Main-Paddeln: Aktive Entspannung
- 04. August 2021, 10:00 Uhr
- Von Jennifer Thiem
- Lesedauer: 5 min
Eigentlich wollte ich meinen Urlaub in den Bergen verbringen, doch der Wettergott hat es anders gewollt. Also beschloss ich bei bestem Wetter im Frankenland endlich mein Vorhaben „Main-Paddeln“ in die Tat umzusetzen. Nach einem regenreichen Sommer passt der Pegelstand, Begleiter hab‘ ich auch – braucht‘s nur noch ein Kanu. Doch zum Glück finde ich schnell Abhilfe und das Abenteuer kann beginnen. Lest mehr, was euch auf dem Main erwartet.

→ **Bereitgestellte Daten**

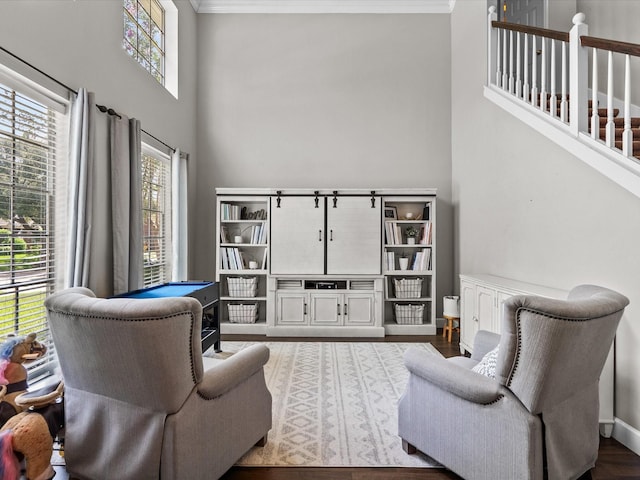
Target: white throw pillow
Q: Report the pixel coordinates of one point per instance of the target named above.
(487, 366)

...

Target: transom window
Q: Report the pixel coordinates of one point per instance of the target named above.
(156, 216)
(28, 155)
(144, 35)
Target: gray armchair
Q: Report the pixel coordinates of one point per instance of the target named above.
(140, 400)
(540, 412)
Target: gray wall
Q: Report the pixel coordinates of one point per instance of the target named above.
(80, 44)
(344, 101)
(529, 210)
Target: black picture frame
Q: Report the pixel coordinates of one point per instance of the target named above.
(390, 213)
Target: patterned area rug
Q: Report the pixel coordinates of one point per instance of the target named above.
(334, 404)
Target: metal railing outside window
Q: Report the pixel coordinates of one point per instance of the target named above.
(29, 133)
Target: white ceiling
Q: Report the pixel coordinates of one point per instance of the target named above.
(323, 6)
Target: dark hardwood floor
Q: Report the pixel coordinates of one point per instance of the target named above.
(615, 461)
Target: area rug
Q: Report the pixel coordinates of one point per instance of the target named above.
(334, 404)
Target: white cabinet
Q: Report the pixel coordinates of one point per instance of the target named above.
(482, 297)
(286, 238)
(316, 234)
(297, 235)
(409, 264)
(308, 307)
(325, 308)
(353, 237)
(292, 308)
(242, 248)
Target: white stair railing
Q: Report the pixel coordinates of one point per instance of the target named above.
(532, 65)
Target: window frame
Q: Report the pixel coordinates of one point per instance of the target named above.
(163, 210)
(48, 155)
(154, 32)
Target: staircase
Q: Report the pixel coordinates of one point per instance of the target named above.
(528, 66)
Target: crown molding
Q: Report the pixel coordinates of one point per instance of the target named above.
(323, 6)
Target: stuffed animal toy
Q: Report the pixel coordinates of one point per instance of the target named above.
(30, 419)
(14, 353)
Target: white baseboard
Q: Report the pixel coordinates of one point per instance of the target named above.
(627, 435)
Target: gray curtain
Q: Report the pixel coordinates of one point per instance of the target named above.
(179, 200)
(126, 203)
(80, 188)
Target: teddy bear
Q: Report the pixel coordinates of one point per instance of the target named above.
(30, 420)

→ **Aufgaben**
1/ Nennen Sie alle Angaben, die im Lesetext zwischen der Überschrift und dem ersten Absatz stehen.
2/ Wo sollte der Urlaub laut dem Lesetext eigentlich verbracht werden?
3/ Geben Sie den Abschnitt des Lesetextes zwischen „Main-Paddeln: Aktive Entspannung“ und „dem Main erwartet.“ einschließlich wortgetreu aus.

→ **Ergebnisse je Aufgabe**
1/
- 04. August 2021, 10:00 Uhr
- Von Jennifer Thiem
- Lesedauer: 5 min

2/ In den Bergen.

3/
Main-Paddeln: Aktive Entspannung
- 04. August 2021, 10:00 Uhr
- Von Jennifer Thiem
- Lesedauer: 5 min
Eigentlich wollte ich meinen Urlaub in den Bergen verbringen, doch der Wettergott hat es anders gewollt. Also beschloss ich bei bestem Wetter im Frankenland endlich mein Vorhaben „Main-Paddeln“ in die Tat umzusetzen. Nach einem regenreichen Sommer passt der Pegelstand, Begleiter hab‘ ich auch – braucht‘s nur noch ein Kanu. Doch zum Glück finde ich schnell Abhilfe und das Abenteuer kann beginnen. Lest mehr, was euch auf dem Main erwartet.